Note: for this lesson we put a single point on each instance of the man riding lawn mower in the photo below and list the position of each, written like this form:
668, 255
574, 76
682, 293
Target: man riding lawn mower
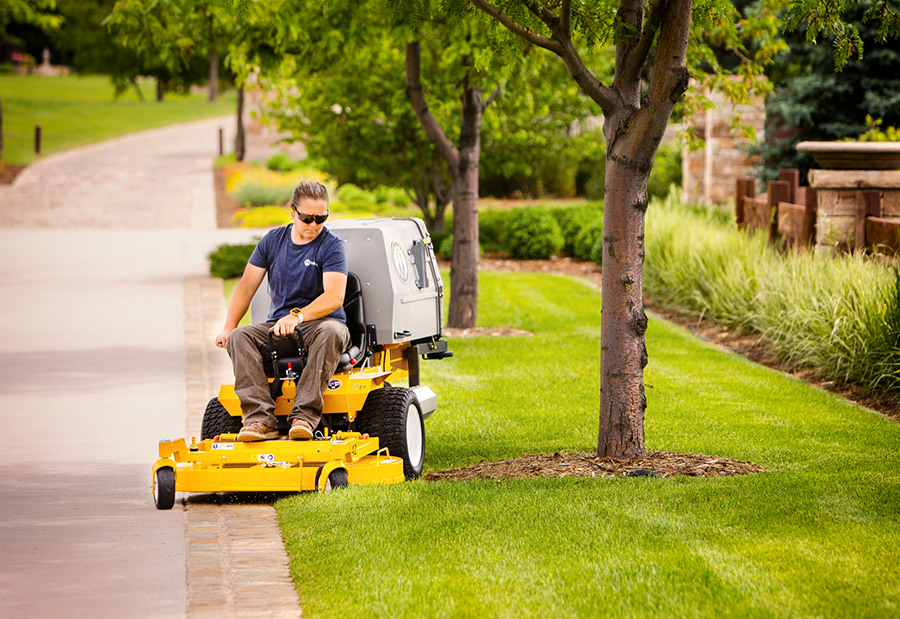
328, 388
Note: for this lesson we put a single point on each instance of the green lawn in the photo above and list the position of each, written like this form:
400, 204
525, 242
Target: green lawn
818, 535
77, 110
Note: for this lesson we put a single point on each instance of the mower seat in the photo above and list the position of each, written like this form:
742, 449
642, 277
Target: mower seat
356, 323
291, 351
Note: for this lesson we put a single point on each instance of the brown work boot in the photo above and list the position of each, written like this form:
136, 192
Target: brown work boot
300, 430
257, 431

* * *

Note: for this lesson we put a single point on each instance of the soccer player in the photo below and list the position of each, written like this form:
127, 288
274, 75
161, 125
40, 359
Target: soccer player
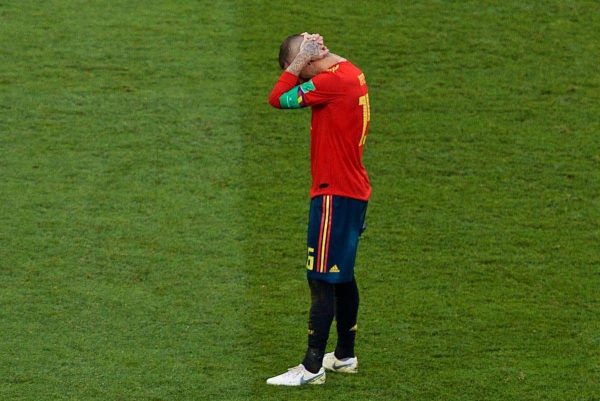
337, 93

**The task:** Which lines in the entries contain the word "work"? Pick out each of those lines and copy it.

**Solution:**
Note: for this lesson we put a single point on each instance of the brown work boot in the photo above and list the position of each, written like this form:
Target: brown work boot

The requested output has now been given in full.